*DESCRIPTION OF THE TASK*:
What is needed is the full set of records, word for word, with no pictures.

[Point localization data]
───

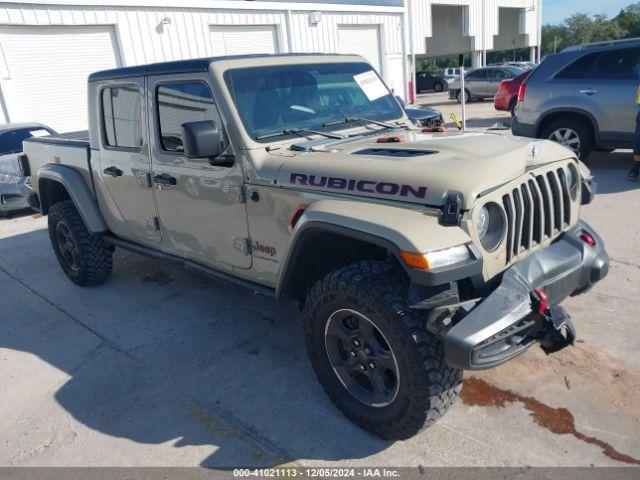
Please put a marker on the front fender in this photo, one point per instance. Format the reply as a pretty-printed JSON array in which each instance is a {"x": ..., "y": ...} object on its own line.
[
  {"x": 389, "y": 227},
  {"x": 79, "y": 192}
]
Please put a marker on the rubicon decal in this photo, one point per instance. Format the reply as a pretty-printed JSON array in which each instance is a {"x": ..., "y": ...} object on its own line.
[{"x": 364, "y": 186}]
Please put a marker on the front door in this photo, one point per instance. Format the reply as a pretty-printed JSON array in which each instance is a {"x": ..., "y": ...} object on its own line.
[
  {"x": 201, "y": 207},
  {"x": 122, "y": 175}
]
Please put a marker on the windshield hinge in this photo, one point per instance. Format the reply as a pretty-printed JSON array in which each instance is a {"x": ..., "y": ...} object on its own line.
[
  {"x": 452, "y": 214},
  {"x": 235, "y": 191}
]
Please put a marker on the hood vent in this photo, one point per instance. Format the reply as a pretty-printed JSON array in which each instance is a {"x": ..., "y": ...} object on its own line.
[{"x": 394, "y": 152}]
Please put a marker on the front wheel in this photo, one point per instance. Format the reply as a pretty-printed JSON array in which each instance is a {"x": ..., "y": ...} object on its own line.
[
  {"x": 572, "y": 134},
  {"x": 85, "y": 258},
  {"x": 373, "y": 356}
]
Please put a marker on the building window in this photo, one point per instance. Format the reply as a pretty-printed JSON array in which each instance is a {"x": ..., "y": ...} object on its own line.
[
  {"x": 121, "y": 111},
  {"x": 180, "y": 103}
]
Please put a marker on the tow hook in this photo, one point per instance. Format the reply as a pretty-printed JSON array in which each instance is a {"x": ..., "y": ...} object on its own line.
[{"x": 561, "y": 335}]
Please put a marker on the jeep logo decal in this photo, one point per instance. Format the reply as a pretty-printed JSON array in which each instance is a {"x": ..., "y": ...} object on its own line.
[
  {"x": 364, "y": 186},
  {"x": 258, "y": 247}
]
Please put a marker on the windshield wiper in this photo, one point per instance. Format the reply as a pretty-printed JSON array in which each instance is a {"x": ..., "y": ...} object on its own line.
[
  {"x": 360, "y": 120},
  {"x": 297, "y": 131}
]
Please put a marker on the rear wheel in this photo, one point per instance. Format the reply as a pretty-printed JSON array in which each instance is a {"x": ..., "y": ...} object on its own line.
[
  {"x": 85, "y": 258},
  {"x": 373, "y": 355},
  {"x": 572, "y": 134}
]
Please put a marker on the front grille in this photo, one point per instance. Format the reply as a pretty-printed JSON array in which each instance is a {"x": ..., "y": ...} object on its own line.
[{"x": 538, "y": 209}]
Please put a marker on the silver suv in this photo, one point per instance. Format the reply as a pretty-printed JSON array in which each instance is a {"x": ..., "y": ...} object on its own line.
[
  {"x": 483, "y": 82},
  {"x": 583, "y": 97}
]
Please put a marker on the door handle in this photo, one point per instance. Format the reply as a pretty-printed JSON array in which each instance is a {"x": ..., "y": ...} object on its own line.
[
  {"x": 165, "y": 180},
  {"x": 113, "y": 172}
]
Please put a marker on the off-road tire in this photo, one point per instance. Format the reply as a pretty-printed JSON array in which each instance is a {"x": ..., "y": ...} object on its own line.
[
  {"x": 427, "y": 386},
  {"x": 582, "y": 130},
  {"x": 94, "y": 256}
]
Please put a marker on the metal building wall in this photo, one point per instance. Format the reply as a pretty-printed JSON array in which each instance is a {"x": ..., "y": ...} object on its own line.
[
  {"x": 143, "y": 39},
  {"x": 483, "y": 21}
]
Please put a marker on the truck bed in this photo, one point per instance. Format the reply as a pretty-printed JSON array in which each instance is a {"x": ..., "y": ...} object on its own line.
[{"x": 68, "y": 149}]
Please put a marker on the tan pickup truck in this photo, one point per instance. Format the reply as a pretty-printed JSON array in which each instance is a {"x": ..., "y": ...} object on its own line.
[{"x": 414, "y": 254}]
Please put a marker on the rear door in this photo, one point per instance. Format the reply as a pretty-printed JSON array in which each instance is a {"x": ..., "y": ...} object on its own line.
[
  {"x": 612, "y": 88},
  {"x": 123, "y": 174},
  {"x": 201, "y": 207}
]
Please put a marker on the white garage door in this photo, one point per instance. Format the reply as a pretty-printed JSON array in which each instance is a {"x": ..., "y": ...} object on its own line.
[
  {"x": 244, "y": 39},
  {"x": 362, "y": 40},
  {"x": 46, "y": 70}
]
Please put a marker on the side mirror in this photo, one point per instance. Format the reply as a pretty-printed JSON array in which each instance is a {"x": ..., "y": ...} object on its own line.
[{"x": 202, "y": 140}]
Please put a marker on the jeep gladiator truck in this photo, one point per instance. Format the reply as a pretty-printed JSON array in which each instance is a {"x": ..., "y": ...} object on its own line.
[{"x": 414, "y": 254}]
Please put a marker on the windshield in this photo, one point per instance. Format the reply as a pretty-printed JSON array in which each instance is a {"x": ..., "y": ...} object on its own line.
[
  {"x": 11, "y": 141},
  {"x": 293, "y": 97}
]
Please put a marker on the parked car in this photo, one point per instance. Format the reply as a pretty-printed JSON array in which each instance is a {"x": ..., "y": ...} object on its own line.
[
  {"x": 506, "y": 97},
  {"x": 12, "y": 178},
  {"x": 426, "y": 81},
  {"x": 422, "y": 116},
  {"x": 583, "y": 97},
  {"x": 525, "y": 65},
  {"x": 412, "y": 254},
  {"x": 483, "y": 82},
  {"x": 450, "y": 74}
]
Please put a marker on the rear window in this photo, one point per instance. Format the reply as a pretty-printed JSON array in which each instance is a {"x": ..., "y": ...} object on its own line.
[
  {"x": 579, "y": 68},
  {"x": 620, "y": 64},
  {"x": 122, "y": 117}
]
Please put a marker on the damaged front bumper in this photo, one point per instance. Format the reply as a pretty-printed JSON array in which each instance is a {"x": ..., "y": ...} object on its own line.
[{"x": 524, "y": 309}]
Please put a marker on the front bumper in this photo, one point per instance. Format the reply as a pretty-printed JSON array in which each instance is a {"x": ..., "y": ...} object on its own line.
[{"x": 509, "y": 321}]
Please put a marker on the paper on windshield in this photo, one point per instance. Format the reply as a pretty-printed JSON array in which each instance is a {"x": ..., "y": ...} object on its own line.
[{"x": 371, "y": 85}]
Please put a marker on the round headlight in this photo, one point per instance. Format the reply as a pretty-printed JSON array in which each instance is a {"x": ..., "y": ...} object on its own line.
[{"x": 491, "y": 226}]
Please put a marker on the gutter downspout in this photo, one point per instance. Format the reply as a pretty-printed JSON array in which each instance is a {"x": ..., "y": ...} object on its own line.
[{"x": 412, "y": 55}]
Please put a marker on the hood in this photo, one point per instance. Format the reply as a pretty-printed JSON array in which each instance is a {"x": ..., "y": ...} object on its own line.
[{"x": 423, "y": 169}]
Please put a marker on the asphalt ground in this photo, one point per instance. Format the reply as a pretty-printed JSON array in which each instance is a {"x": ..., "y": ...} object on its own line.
[{"x": 161, "y": 366}]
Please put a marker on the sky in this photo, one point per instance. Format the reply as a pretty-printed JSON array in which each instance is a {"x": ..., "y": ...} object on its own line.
[{"x": 555, "y": 11}]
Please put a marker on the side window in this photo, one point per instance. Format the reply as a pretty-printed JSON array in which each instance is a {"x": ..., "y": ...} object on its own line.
[
  {"x": 121, "y": 112},
  {"x": 618, "y": 65},
  {"x": 579, "y": 69},
  {"x": 180, "y": 103}
]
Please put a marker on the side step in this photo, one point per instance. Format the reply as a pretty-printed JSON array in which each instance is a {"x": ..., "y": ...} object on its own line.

───

*WRITTEN REPLY*:
Please put a marker on the front fender in this photo, one point per instance. Format the reply as a pretty-printed JSON array in which each instance is a {"x": ..., "y": ...} object on its own line.
[
  {"x": 389, "y": 227},
  {"x": 79, "y": 192}
]
Please put a marker on the rubicon decal in this photo, one point per instance. Format the reply as a pretty-printed JSON array in which each instance is a {"x": ..., "y": ...} object on its own line.
[{"x": 364, "y": 186}]
Please put a marker on the front door in this photo, one point per instance. Format the reply as a pretty-printed JSON array in which each instance is a {"x": ..., "y": ...} object on its own line.
[
  {"x": 201, "y": 207},
  {"x": 122, "y": 175}
]
Please put a marker on the windshield hinge in this photo, one point per instance. Format the reply as a pretty-printed JSON array in which each instance is a {"x": ..., "y": ...} object on its own line.
[
  {"x": 452, "y": 214},
  {"x": 235, "y": 191}
]
Please put a marker on the hood vent in this photo, one point per instance. Format the reply as a pretty-printed JSON array in which each instance is a {"x": ..., "y": ...} object on its own line.
[{"x": 394, "y": 152}]
Please put a marker on the front wheel in this photo, one point per instance. Format the reply as a pretty-printed JSON array in which each instance is a {"x": ..., "y": ...} object on its own line.
[
  {"x": 572, "y": 134},
  {"x": 85, "y": 258},
  {"x": 373, "y": 356}
]
Please put a marker on the building window in this photo, one point per instance. Format the reply as a pretty-printed JSON array in which each instance is a {"x": ..., "y": ...} object on its own line.
[
  {"x": 121, "y": 111},
  {"x": 180, "y": 103}
]
Please put a marker on the tow hook in this photo, one point per instance. Format the reply as a pretty-printed JSON array in which each instance is a {"x": ..., "y": ...} object on its own line.
[{"x": 561, "y": 335}]
Please put a marker on the jeep logo decal in this photo, one point per instance. Format the reply as a pretty-printed JSON array in which each instance is a {"x": ..., "y": ...} object on its own line.
[
  {"x": 364, "y": 186},
  {"x": 258, "y": 247}
]
Please put a marker on the windshield wiper in this photo, one point per instance. Format the reply as a pretty-printed JSON array in which each instance is a {"x": ..., "y": ...} object on its own line.
[
  {"x": 360, "y": 120},
  {"x": 297, "y": 131}
]
Please put a marker on the rear wheel in this photo, one point per instance. Format the reply as a pretty-printed JSON array in which each instance is a {"x": ..., "y": ...} object on its own line.
[
  {"x": 85, "y": 258},
  {"x": 373, "y": 355},
  {"x": 572, "y": 134}
]
Please put a marker on the front grille in this photo, one point per instance. Format the reply as a pretty-printed JSON array in which each instance is a {"x": ..., "y": ...} object on its own line.
[{"x": 538, "y": 209}]
Please put a marker on the silver suv in this photo, one point per instance. Format the reply as a pretty-printed JSON array in which each instance is a {"x": ..., "y": ...} object on its own line.
[
  {"x": 483, "y": 82},
  {"x": 583, "y": 97}
]
Please put a marker on the door handle in this photo, one point per instance. Format the reply as a pretty-printed JSON array in which each instance is a {"x": ..., "y": ...} object on its own line.
[
  {"x": 165, "y": 180},
  {"x": 113, "y": 172}
]
Please put a marker on the off-road tire in this photo, one point per instance. Format the reply as a pretty-printed JSON array in which each instance is a {"x": ..., "y": ...} object on its own line.
[
  {"x": 427, "y": 386},
  {"x": 582, "y": 130},
  {"x": 94, "y": 256}
]
Please put a marker on the metal building wall in this photo, one point per instance. Format the reply as a pretty-printed JSON array in which each instance is a {"x": ..., "y": ...} object on its own line.
[
  {"x": 143, "y": 39},
  {"x": 483, "y": 21}
]
Please put a marker on the truck bed in this photo, one point per instance. Format the reply as a pretty-printed JSON array in which each instance is a {"x": ..., "y": ...} object on its own line.
[{"x": 68, "y": 149}]
Please put a marker on the tan pickup truck in this photo, one point per instance. Format the reply as a pretty-printed JSON array in which each instance is a {"x": ..., "y": ...} object on its own line.
[{"x": 414, "y": 254}]
Please put a marker on the rear door in this photo, one point per instance. Format the reply as a pretty-printed JSON array in which each instance is a {"x": ..., "y": ...} object on its own line.
[
  {"x": 612, "y": 88},
  {"x": 123, "y": 174},
  {"x": 201, "y": 207}
]
Please put a marker on the white garage door in this photo, one point per instance. Format the reply as a pretty-printed JSON array in which each instance is a {"x": ..., "y": ...} object on its own line.
[
  {"x": 244, "y": 39},
  {"x": 362, "y": 40},
  {"x": 46, "y": 70}
]
Please put a marker on the side mirror in this photo, one point per instance. Format the reply as a pretty-printed JSON array in which each instance is a {"x": ..., "y": ...} object on its own line.
[{"x": 202, "y": 140}]
Please put a marker on the jeep gladiator truck in this photo, one point per instance. Format the reply as a pretty-printed JSON array in which each instance is a {"x": ..., "y": ...} object on its own line.
[{"x": 414, "y": 254}]
Please put a marker on the windshield in this photo, one point per instance. Format the reply as a pretty-printed JSON array in which each instance is a {"x": ..., "y": ...} object on its own line.
[
  {"x": 11, "y": 141},
  {"x": 293, "y": 97}
]
Please put a marker on the parked car in this photo, one point per instance. Format the reply as a pretty-printed JSON array in which each instance is a {"x": ..., "y": ...} object on its own line.
[
  {"x": 506, "y": 97},
  {"x": 12, "y": 178},
  {"x": 426, "y": 81},
  {"x": 422, "y": 116},
  {"x": 583, "y": 97},
  {"x": 525, "y": 65},
  {"x": 412, "y": 254},
  {"x": 483, "y": 82},
  {"x": 450, "y": 74}
]
Please put a marker on the rear window in this photo, one point per instance. Format the reply as a pretty-printed JSON array in which each instance is a {"x": ..., "y": ...} object on its own line.
[
  {"x": 579, "y": 68},
  {"x": 620, "y": 64},
  {"x": 122, "y": 117}
]
Please put a marker on the damaged front bumper in this photo, one point per instance. Format the reply as a pretty-printed JSON array in which each instance is a {"x": ..., "y": ...} object on its own line.
[{"x": 524, "y": 309}]
Please put a marker on the front bumper in this photo, one point per instance. Format the reply as a pretty-printed JSON array in which each instance is a {"x": ..., "y": ...} object on its own line.
[{"x": 509, "y": 321}]
Please put a marker on the paper on windshield in this photo, one point per instance. Format the reply as a pretty-printed JSON array in which each instance is a {"x": ..., "y": ...} object on its own line.
[{"x": 371, "y": 85}]
Please put a marker on the round headlight in this photo, one point per instance. Format the reply as a pretty-printed JSON array in which each instance is a {"x": ..., "y": ...} object on its own line.
[{"x": 491, "y": 226}]
Please put a marker on the gutter downspout in this photo, one point per instance. Format the reply as a pretty-printed JSON array in which each instance is a {"x": ..., "y": ...} object on its own line.
[{"x": 412, "y": 55}]
Please put a marker on the hood in this photo, one point per instance. Format the reply as a pretty-printed JSON array in which each instance is a {"x": ..., "y": ...} object on its own line.
[{"x": 423, "y": 169}]
Please put a marker on the asphalt ground in this photo, one point per instance. Format the reply as a pretty-printed JSON array in which each instance is a {"x": ..., "y": ...} object on its own line.
[{"x": 161, "y": 366}]
Please put a marker on the sky in this photo, one point per instance. Format the reply as a pretty-printed JSON array in which each instance is a {"x": ..., "y": ...} object on its own line.
[{"x": 555, "y": 11}]
Please put a marker on the side window in this photo, one point per instance. Format the reply as a pretty-printed JSON array in which each instance is a {"x": ..., "y": ...} object on its own line.
[
  {"x": 121, "y": 112},
  {"x": 618, "y": 65},
  {"x": 579, "y": 69},
  {"x": 180, "y": 103}
]
Please put a marker on the side step in this photo, one point per instance. Format the reply as a pretty-printed JSON array in which each instance is a {"x": ..., "y": ...} object on its own line.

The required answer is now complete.